Description of the task: Output exactly the lines that run from the top of the entries to the line holding "positive clicks: (603, 384) (700, 256)", including both of those lines.

Material supplied:
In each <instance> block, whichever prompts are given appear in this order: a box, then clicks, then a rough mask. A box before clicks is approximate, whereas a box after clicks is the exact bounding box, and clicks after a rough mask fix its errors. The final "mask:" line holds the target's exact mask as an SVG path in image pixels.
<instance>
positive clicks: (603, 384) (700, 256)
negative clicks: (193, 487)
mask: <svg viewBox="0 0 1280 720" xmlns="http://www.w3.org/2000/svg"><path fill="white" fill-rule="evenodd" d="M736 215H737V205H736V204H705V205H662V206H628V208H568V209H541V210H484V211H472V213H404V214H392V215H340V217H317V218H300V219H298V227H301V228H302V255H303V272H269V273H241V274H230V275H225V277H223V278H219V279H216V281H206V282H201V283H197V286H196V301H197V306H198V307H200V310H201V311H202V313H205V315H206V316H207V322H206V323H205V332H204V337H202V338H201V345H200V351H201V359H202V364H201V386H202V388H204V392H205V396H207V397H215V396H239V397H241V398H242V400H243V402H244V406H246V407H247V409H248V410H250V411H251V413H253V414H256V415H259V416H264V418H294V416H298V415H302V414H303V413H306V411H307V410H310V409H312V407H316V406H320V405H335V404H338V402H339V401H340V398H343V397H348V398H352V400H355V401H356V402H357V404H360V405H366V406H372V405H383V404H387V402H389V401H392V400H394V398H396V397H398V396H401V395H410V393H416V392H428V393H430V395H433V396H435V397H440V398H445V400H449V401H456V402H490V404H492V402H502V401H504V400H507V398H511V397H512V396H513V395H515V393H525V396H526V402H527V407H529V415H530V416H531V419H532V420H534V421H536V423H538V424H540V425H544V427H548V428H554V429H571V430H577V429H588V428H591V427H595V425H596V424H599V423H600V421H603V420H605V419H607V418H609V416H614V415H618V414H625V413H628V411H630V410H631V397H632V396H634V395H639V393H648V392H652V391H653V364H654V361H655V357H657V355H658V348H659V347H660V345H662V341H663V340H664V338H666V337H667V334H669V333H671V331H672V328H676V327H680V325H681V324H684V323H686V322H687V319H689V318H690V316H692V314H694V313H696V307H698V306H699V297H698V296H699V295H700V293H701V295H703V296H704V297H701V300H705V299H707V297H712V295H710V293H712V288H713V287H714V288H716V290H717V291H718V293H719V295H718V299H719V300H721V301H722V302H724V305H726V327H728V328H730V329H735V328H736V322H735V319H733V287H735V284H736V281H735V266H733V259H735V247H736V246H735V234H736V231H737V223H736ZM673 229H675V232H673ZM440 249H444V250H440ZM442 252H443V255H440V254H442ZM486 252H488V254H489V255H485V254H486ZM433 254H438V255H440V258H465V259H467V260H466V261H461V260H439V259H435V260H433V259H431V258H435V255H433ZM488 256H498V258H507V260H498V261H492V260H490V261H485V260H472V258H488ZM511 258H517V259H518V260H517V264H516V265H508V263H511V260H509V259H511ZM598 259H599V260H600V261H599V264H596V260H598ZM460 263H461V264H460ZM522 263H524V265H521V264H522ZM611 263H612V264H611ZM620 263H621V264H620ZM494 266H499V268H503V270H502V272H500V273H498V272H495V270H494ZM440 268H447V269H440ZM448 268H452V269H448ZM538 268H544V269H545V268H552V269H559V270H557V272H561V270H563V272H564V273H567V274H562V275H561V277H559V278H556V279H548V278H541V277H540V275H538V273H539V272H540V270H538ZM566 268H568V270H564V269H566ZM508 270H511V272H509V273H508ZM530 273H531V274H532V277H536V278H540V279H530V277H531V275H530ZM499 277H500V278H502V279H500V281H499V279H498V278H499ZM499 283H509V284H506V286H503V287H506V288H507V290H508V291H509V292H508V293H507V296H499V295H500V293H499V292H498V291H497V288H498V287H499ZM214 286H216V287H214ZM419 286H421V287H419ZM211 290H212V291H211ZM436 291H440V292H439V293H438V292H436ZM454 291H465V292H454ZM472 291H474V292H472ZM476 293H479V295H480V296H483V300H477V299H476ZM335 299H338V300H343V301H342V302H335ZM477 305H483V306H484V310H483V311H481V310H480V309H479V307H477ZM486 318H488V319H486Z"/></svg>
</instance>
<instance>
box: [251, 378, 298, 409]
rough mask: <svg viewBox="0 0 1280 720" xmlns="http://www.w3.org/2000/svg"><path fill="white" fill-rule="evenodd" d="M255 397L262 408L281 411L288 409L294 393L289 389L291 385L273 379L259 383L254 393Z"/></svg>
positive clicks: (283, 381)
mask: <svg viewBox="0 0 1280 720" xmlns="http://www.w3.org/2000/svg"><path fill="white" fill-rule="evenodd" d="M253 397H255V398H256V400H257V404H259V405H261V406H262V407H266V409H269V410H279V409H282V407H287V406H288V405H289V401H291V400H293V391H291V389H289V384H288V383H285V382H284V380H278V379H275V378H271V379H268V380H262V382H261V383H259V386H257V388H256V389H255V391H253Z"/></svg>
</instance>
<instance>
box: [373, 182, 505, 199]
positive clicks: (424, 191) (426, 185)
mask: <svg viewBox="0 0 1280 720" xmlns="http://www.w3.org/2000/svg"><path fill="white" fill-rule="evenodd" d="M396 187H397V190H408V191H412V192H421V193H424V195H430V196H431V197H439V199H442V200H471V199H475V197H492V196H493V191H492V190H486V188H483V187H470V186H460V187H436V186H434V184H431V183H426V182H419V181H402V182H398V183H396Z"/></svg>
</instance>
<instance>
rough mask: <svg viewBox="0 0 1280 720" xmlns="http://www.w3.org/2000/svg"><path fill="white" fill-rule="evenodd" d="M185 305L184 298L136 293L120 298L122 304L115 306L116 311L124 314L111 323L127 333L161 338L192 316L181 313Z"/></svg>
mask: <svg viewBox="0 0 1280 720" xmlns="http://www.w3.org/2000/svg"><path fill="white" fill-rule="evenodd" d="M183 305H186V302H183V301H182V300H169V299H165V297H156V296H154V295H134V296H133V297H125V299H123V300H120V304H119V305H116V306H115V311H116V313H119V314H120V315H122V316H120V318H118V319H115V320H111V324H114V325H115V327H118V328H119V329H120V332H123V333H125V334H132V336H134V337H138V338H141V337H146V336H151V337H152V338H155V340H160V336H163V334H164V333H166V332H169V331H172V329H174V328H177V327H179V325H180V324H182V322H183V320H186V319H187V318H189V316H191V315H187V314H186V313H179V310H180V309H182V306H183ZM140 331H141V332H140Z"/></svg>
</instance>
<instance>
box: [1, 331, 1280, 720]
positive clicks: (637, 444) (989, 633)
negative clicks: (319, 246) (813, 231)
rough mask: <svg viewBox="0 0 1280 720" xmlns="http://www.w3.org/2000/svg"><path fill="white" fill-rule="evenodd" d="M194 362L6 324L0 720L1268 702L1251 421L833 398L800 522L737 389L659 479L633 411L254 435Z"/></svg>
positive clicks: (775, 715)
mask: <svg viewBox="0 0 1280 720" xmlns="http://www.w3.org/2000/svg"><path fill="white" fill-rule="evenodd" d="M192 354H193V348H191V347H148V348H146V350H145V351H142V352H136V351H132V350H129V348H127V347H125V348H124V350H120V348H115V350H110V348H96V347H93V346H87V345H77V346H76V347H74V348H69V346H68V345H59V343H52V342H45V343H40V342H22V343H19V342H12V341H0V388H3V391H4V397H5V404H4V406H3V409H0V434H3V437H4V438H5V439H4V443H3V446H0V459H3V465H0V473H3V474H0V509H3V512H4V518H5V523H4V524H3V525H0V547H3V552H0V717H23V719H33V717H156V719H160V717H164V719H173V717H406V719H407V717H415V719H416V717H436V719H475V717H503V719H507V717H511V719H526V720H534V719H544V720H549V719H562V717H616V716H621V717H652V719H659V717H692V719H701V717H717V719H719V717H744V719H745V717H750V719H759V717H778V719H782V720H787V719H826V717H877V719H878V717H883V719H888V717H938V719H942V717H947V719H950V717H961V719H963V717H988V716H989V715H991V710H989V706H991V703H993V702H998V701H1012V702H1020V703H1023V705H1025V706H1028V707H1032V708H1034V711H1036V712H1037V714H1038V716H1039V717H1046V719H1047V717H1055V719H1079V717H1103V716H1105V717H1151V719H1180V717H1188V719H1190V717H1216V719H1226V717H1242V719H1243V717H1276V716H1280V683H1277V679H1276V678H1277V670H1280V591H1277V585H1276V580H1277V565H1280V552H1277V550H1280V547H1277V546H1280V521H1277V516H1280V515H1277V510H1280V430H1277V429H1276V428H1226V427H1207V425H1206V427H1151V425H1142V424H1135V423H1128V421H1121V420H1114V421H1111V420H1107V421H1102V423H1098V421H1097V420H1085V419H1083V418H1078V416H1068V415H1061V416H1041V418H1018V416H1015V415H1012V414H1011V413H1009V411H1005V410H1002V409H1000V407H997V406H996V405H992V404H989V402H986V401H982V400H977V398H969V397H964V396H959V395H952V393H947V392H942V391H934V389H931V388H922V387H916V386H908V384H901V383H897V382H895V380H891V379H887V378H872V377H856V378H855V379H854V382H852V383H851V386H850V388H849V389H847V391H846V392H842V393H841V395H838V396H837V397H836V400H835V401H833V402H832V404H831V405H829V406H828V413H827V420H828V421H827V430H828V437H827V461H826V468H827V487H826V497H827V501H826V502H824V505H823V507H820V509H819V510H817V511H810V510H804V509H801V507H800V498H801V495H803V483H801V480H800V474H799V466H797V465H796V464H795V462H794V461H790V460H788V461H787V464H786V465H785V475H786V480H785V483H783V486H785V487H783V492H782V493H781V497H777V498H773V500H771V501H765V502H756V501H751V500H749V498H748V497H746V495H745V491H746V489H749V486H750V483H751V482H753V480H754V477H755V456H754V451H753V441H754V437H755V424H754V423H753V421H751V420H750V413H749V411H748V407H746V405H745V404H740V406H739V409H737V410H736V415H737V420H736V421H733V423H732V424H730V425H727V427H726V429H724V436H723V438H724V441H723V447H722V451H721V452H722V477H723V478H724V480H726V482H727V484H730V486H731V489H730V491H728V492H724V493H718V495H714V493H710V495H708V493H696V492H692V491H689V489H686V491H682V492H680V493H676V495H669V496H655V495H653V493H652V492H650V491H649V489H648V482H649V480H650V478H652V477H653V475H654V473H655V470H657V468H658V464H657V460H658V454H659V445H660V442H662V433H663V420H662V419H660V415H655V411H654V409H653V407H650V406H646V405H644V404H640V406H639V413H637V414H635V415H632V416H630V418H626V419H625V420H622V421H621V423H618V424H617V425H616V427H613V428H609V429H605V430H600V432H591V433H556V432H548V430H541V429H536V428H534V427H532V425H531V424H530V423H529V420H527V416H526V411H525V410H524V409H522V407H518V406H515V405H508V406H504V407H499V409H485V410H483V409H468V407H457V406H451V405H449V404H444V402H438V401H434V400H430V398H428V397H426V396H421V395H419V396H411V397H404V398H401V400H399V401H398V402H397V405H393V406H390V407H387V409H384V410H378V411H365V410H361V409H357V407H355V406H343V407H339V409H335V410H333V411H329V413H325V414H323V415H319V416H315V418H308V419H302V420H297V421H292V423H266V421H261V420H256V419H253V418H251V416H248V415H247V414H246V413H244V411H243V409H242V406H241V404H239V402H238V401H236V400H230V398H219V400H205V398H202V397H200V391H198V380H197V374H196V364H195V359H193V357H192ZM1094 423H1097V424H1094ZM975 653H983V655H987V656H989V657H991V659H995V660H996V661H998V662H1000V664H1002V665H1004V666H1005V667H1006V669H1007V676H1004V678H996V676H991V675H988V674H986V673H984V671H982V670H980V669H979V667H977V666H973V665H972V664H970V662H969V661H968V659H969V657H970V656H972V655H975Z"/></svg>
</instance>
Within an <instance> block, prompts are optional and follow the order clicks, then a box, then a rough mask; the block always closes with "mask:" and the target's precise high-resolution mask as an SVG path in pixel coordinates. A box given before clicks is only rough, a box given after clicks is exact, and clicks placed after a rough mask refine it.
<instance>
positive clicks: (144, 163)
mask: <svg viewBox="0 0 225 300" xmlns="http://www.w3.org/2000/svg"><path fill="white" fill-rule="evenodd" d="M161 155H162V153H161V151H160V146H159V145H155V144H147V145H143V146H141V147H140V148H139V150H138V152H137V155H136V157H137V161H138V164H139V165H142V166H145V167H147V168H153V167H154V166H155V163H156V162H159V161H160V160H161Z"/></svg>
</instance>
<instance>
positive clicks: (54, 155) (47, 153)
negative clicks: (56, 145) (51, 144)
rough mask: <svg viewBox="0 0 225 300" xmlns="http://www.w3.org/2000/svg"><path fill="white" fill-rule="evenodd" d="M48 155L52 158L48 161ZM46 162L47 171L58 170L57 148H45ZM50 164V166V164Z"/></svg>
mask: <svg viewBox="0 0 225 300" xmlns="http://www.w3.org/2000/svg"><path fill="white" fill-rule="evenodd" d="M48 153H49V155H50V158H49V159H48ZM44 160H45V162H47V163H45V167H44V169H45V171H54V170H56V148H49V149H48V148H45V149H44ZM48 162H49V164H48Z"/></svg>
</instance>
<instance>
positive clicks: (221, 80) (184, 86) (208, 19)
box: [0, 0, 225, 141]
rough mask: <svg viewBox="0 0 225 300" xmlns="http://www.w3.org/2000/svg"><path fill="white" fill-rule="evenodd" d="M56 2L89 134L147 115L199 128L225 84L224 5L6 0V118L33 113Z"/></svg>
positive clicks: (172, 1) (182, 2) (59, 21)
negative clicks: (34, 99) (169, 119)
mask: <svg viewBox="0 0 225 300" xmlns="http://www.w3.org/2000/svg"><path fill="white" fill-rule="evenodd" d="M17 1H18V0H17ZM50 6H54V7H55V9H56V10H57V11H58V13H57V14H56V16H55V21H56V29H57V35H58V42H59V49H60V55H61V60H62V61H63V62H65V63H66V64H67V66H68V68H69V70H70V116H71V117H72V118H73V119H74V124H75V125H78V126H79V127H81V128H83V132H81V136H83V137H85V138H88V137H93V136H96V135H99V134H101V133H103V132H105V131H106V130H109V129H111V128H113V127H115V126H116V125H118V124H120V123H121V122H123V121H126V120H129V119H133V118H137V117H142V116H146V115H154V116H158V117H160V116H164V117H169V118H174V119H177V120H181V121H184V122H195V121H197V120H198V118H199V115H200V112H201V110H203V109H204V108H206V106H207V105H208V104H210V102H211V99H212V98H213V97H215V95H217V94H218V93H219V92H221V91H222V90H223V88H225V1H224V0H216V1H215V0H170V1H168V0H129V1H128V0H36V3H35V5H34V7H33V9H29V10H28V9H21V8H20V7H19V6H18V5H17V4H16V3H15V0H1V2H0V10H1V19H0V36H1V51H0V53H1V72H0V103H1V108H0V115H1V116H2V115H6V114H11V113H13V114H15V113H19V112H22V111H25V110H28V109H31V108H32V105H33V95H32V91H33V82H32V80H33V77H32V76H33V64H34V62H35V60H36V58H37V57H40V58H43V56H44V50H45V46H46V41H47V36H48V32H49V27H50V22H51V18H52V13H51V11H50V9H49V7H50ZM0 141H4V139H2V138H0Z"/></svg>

Solution to this task:
In each <instance> block, whichever prompts are given appear in this order: a box, then clicks, then a rough mask. A box before clicks is approximate, whereas a box after clicks is the exact bounding box, and clicks after a rough mask fix its errors. The final "mask:" line holds the target's exact mask as an SVG path in image pixels.
<instance>
positive clicks: (603, 384) (700, 256)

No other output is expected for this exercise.